REQUIREMENT -
Return all of the data below line for line, with nothing changed.

Data records -
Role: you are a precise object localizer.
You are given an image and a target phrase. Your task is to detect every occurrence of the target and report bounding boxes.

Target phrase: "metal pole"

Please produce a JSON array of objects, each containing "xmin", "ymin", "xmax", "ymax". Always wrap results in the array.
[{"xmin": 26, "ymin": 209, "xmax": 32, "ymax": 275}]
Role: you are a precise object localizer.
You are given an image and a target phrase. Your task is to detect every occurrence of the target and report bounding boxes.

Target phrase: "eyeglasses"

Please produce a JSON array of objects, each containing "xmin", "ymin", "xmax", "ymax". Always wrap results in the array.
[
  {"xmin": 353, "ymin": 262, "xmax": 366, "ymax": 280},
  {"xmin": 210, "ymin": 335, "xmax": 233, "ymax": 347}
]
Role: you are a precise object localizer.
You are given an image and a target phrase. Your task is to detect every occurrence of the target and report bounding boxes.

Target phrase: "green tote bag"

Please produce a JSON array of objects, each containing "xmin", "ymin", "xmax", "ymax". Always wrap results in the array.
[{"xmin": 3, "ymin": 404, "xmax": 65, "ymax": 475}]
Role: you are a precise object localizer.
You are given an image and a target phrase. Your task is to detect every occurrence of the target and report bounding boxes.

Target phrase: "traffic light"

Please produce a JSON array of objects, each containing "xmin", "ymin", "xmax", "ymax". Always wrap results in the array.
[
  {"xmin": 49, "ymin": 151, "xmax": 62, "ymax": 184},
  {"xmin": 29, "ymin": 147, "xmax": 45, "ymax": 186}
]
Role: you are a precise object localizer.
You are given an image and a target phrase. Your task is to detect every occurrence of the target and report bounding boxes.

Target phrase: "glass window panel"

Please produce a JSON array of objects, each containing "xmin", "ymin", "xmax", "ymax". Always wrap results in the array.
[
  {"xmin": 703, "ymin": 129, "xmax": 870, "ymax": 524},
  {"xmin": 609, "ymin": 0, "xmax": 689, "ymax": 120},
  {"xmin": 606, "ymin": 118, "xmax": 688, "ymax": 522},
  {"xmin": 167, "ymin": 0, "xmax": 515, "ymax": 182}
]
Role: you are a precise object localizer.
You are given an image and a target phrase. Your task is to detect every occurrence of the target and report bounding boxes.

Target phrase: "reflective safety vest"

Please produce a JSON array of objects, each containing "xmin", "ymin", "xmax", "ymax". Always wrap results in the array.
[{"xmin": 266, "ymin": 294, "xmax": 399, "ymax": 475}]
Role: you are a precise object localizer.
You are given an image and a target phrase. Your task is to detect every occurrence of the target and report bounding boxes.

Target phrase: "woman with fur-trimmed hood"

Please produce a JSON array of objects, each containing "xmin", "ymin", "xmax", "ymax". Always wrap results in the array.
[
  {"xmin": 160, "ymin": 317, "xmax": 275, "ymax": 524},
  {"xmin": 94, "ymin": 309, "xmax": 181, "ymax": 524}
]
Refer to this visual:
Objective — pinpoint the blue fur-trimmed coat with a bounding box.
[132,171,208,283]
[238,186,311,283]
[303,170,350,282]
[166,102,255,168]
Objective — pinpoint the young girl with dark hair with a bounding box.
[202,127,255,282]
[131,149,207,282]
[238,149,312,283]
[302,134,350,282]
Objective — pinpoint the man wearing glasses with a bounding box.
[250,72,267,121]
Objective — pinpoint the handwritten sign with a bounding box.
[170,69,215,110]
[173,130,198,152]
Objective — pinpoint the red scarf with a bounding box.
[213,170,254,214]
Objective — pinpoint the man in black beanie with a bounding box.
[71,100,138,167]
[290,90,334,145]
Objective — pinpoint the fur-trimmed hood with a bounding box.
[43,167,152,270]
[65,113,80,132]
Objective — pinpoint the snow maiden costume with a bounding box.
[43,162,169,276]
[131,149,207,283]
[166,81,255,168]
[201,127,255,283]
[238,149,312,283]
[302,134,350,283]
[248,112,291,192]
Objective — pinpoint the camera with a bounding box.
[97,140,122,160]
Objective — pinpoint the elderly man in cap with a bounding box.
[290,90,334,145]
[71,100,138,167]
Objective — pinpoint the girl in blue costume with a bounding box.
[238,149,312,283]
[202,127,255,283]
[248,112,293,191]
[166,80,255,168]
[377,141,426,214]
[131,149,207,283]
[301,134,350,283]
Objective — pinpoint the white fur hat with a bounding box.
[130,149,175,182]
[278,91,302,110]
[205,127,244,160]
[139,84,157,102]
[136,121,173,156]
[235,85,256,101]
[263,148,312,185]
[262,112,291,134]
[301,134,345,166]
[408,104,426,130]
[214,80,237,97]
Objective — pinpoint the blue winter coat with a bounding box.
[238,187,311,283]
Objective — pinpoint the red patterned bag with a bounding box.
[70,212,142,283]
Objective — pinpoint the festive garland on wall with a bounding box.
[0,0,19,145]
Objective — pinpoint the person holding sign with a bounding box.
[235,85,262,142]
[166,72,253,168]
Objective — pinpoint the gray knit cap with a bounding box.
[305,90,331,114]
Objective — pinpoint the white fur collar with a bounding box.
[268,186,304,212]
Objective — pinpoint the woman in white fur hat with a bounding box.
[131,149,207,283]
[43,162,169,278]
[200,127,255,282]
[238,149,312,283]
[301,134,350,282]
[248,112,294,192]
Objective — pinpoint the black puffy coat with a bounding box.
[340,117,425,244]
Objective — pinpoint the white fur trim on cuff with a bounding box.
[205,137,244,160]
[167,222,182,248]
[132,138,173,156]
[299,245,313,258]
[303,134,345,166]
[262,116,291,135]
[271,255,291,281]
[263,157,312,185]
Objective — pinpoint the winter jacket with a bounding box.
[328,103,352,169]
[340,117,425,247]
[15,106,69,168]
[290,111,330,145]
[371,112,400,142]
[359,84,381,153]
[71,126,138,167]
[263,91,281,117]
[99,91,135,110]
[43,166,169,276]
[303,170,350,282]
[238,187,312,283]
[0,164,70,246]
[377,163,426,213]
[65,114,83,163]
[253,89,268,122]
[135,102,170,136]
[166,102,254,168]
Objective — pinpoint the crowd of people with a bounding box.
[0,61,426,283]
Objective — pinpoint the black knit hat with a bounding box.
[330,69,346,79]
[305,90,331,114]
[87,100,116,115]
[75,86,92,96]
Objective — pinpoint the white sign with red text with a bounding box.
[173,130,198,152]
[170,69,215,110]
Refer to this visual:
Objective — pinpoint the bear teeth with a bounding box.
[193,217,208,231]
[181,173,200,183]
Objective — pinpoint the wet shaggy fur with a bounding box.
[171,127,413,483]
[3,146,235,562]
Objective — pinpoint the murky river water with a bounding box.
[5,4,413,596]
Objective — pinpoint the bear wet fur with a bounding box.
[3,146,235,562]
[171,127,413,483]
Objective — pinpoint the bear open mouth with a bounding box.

EXPECTED ANSWER -
Role: you are a precise object localizer.
You are given an image and a target phrase. Your task is to detect every occurrence of the target and report bounding boxes.

Target phrase: "metal pole"

Please produce a JSON array of objects, each containing "xmin", "ymin", "xmax", "ymax". Always wrap results in the array.
[{"xmin": 26, "ymin": 209, "xmax": 32, "ymax": 275}]
Role: you are a precise object localizer.
You are given an image and a target phrase. Your task is to detect every occurrence of the target and report bounding boxes.

Target phrase: "eyeglasses"

Please produce a JSON array of objects, each containing "xmin", "ymin", "xmax", "ymax". Always wrap results in the array.
[
  {"xmin": 353, "ymin": 262, "xmax": 366, "ymax": 280},
  {"xmin": 210, "ymin": 335, "xmax": 233, "ymax": 347}
]
Role: you are a precise object localizer.
You are given an image and a target phrase. Your task is to detect every occurrence of the target and report bounding boxes.

Target phrase: "green tote bag"

Please produce a JSON array of objects, each containing "xmin", "ymin", "xmax", "ymax". Always wrap results in the array.
[{"xmin": 3, "ymin": 404, "xmax": 65, "ymax": 475}]
Role: you are a precise object localizer.
You are given an image and a target phrase. Your task is to detect every occurrence of the target and report bounding boxes.

Target phrase: "traffic light"

Please produce a JSON array of objects, each containing "xmin", "ymin", "xmax", "ymax". Always wrap results in the array.
[
  {"xmin": 49, "ymin": 151, "xmax": 62, "ymax": 184},
  {"xmin": 29, "ymin": 147, "xmax": 45, "ymax": 186}
]
Role: you are a precise object localizer.
You are given an image and a target phrase. Your task is to detect every occurrence of the target and report bounding boxes.

Target phrase: "glass window panel"

Please produce a JSON array of objects, each containing "xmin", "ymin", "xmax", "ymax". Always wrap results in the array.
[
  {"xmin": 703, "ymin": 129, "xmax": 870, "ymax": 524},
  {"xmin": 609, "ymin": 0, "xmax": 689, "ymax": 120},
  {"xmin": 606, "ymin": 118, "xmax": 688, "ymax": 522},
  {"xmin": 167, "ymin": 0, "xmax": 515, "ymax": 182}
]
Role: you are a precise object localizer.
You are given an image and a target phrase. Your task is to detect every occurrence of the target and report bounding boxes.

Target phrase: "reflective safety vest"

Please produce a JSON array of objects, each containing "xmin", "ymin", "xmax", "ymax". Always wrap results in the array.
[{"xmin": 266, "ymin": 294, "xmax": 399, "ymax": 475}]
Role: you are a precise object localizer.
You are given an image and a target phrase. Your task is to detect every occurrence of the target and report bounding boxes.

Target phrase: "woman with fur-trimmed hood"

Please produce a JSON array of objects, each containing "xmin", "ymin", "xmax", "ymax". Always wrap results in the array.
[
  {"xmin": 160, "ymin": 317, "xmax": 275, "ymax": 524},
  {"xmin": 94, "ymin": 309, "xmax": 181, "ymax": 524}
]
Refer to this visual:
Objective — pinpoint the blue fur-trimmed coat with a bounding box.
[132,171,208,283]
[238,186,311,283]
[303,170,350,282]
[166,102,255,168]
Objective — pinpoint the young girl with dark hair with a bounding box.
[202,127,255,282]
[131,149,207,282]
[238,149,312,283]
[302,134,350,282]
Objective — pinpoint the man wearing glasses with a bounding box.
[250,72,267,121]
Objective — pinpoint the handwritten sign with a bounding box.
[170,69,215,110]
[173,130,198,152]
Objective — pinpoint the red scarf with a bounding box.
[213,170,254,214]
Objective — pinpoint the man in black beanie with a bounding box.
[71,100,138,167]
[290,90,334,145]
Objective — pinpoint the fur-trimmed hood with a bounding box.
[43,167,152,270]
[65,113,80,132]
Objective — pinpoint the snow maiden costume with a bounding box.
[43,162,169,276]
[131,149,207,283]
[166,81,255,168]
[201,127,255,283]
[238,149,312,283]
[302,134,350,283]
[248,112,291,192]
Objective — pinpoint the camera with a bounding box.
[97,140,122,160]
Objective — pinpoint the elderly man in cap with a bounding box.
[290,90,334,145]
[71,100,138,167]
Objective — pinpoint the girl in blue costume with a bounding box.
[238,149,312,283]
[202,127,255,283]
[248,112,293,191]
[166,80,255,168]
[377,141,426,214]
[131,149,207,283]
[301,134,350,283]
Objective — pinpoint the white fur hat with a bounding box.
[130,149,175,182]
[278,91,302,110]
[205,127,244,160]
[139,84,157,102]
[136,121,173,156]
[235,85,256,101]
[263,148,312,185]
[262,112,291,134]
[301,134,345,166]
[408,104,426,130]
[214,80,237,97]
Objective — pinpoint the blue winter coat with a bounding box.
[238,187,311,283]
Objective — pinpoint the red patterned bag with a bounding box.
[70,212,142,283]
Objective — pinpoint the festive garland on wall with a bounding box.
[0,0,19,145]
Objective — pinpoint the person holding sign with a bounding box.
[235,85,262,142]
[166,72,253,168]
Objective — pinpoint the gray knit cap with a bounding box.
[305,90,331,114]
Objective — pinpoint the white fur collar with a bounding box.
[268,186,304,212]
Objective — pinpoint the woman in white fur hat with a bounding box.
[131,149,207,283]
[43,162,169,278]
[200,127,255,282]
[238,149,312,283]
[301,134,350,282]
[248,112,294,192]
Objective — pinpoint the black puffy coat with a bounding box.
[340,117,425,244]
Objective — pinpoint the white fur trim on cuff with a bounding box.
[205,137,244,160]
[167,222,182,248]
[132,138,173,156]
[299,245,313,258]
[303,134,345,166]
[262,116,291,135]
[271,255,291,281]
[263,157,312,185]
Objective — pinpoint the winter jacket with a bounding box.
[328,103,352,169]
[340,117,425,247]
[15,106,69,168]
[290,111,330,145]
[371,112,400,142]
[359,84,381,153]
[71,126,138,167]
[263,91,281,117]
[99,91,135,110]
[43,166,169,276]
[303,170,350,282]
[238,187,312,283]
[0,164,70,246]
[377,163,426,213]
[65,114,83,163]
[253,89,268,122]
[135,102,170,136]
[166,102,254,168]
Objective — pinpoint the crowd of people with a bounding box.
[0,61,426,283]
Objective — pinpoint the black knit hat with a bounding box.
[330,69,346,79]
[305,90,331,114]
[87,100,116,115]
[75,86,92,96]
Objective — pinpoint the white sign with red text with a bounding box.
[173,130,198,152]
[170,69,215,110]
Refer to this visual:
Objective — pinpoint the bear teeth with a bounding box.
[193,217,208,231]
[181,173,200,183]
Objective — pinpoint the wet shaggy fur with a bounding box.
[171,127,413,483]
[3,146,235,562]
Objective — pinpoint the murky river water with a bounding box.
[5,4,413,596]
Objective — pinpoint the bear wet fur with a bounding box.
[3,146,235,562]
[171,127,413,483]
Objective — pinpoint the bear open mouth with a bounding box.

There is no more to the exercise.